Texto extraído –
Práctica de la vida
cristiana
Los que no quieren gustar cuán suave sea el Señor (cf.
Sal 33,9) y aman las tinieblas más que la luz (Jn 3,19), no
queriendo cumplir los mandamientos de Dios, son malditos; de ellos se dice por
el profeta: Malditos los que se apartan de tus mandatos (Sal 118,21). Pero, ¡oh
cuán bienaventurados y benditos son aquellos que aman a Dios y hacen como dice
el mismo Señor en el Evangelio: Amarás al Señor tu Dios con todo el corazón y
con toda la mente, y a tu prójimo como a ti mismo (Mt
22,37.39)!
Por consiguiente, amemos a Dios y adorémoslo con corazón
puro y mente pura, porque él mismo, buscando esto sobre todas las cosas, dijo:
Los verdaderos adoradores adorarán al Padre en espíritu y verdad (Jn 4,23). Pues todos los que lo adoran, lo deben adorar en el Espíritu de la verdad
(cf. Jn 4,24). Y digámosle alabanzas y oraciones día y noche (Sal 31,4)
diciendo: Padre nuestro, que estás en el cielo (Mt 6,9), porque es preciso que
oremos siempre y que no desfallezcamos (cf. Lc 18,1).
Ciertamente debemos confesar al sacerdote todos nuestros
pecados; y recibamos de él el cuerpo y la sangre de nuestro Señor Jesucristo. Quien no come su carne y no bebe su sangre (cf. Jn
6,55. 57), no puede entrar en el reino de Dios (Jn 3,5). Sin embargo, que coma
y beba dignamente, porque quien lo recibe
indignamente, come y bebe su propia condenación, no distinguiendo el cuerpo del
Señor (1 Cor 11,29), esto es, que no lo discierne. Además, hagamos frutos
dignos de penitencia (Lc 3,8). Y amemos al prójimo como a nosotros mismos (cf.
Mt 22,39). Y si alguno no quiere amarlo como a sí mismo, al
menos no le cause mal, sino que le haga bien.

Listado de datos –
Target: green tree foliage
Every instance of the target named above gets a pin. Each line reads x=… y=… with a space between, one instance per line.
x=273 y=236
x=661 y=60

Ejercicio planteado A –
Anota las abreviaturas de libros bíblicos que aparecen en las citas del texto sobre la vida cristiana, sin repetirlas y en el orden en que salen por primera vez.
Ejercicio planteado B –
Reproduce tal cual el texto sobre la vida cristiana desde "Ciertamente debemos confesar" hasta "le haga bien.", incluida esta última parte.
Ejercicio planteado C –
Retoma el texto sobre la vida cristiana y sigue escribiéndolo a partir de su última frase.
El listado es un material aparte, sin relación con el texto sobre la vida cristiana.

Respuesta esperada A –
Sal, Jn, Mt, Lc, 1 Cor

Respuesta esperada B –
Ciertamente debemos confesar al sacerdote todos nuestros
pecados; y recibamos de él el cuerpo y la sangre de nuestro Señor Jesucristo. Quien no come su carne y no bebe su sangre (cf. Jn
6,55. 57), no puede entrar en el reino de Dios (Jn 3,5). Sin embargo, que coma
y beba dignamente, porque quien lo recibe
indignamente, come y bebe su propia condenación, no distinguiendo el cuerpo del
Señor (1 Cor 11,29), esto es, que no lo discierne. Además, hagamos frutos
dignos de penitencia (Lc 3,8). Y amemos al prójimo como a nosotros mismos (cf.
Mt 22,39). Y si alguno no quiere amarlo como a sí mismo, al
menos no le cause mal, sino que le haga bien.

Respuesta esperada C –
Y los que han recibido la potestad de juzgar a los otros,
ejerzan el juicio con misericordia, como ellos mismos quieren obtener del Señor
misericordia. Pues habrá un juicio
sin misericordia para aquellos que no hayan hecho misericordia (Sant 2,13). Así
pues, tengamos caridad y humildad; y hagamos limosnas, porque la limosna lava
las almas de las manchas de los pecados (cf. Tob 4,11; 12,9). En efecto, los
hombres pierden todo lo que dejan en este siglo;
llevan consigo, sin embargo, el precio de la caridad y las limosnas que
hicieron, por las que tendrán del Señor premio y digna remuneración.
Debemos también ayunar y abstenernos de los vicios y pecados
(cf. Eclo 3,32), y de lo superfluo en comidas y bebida, y ser católicos.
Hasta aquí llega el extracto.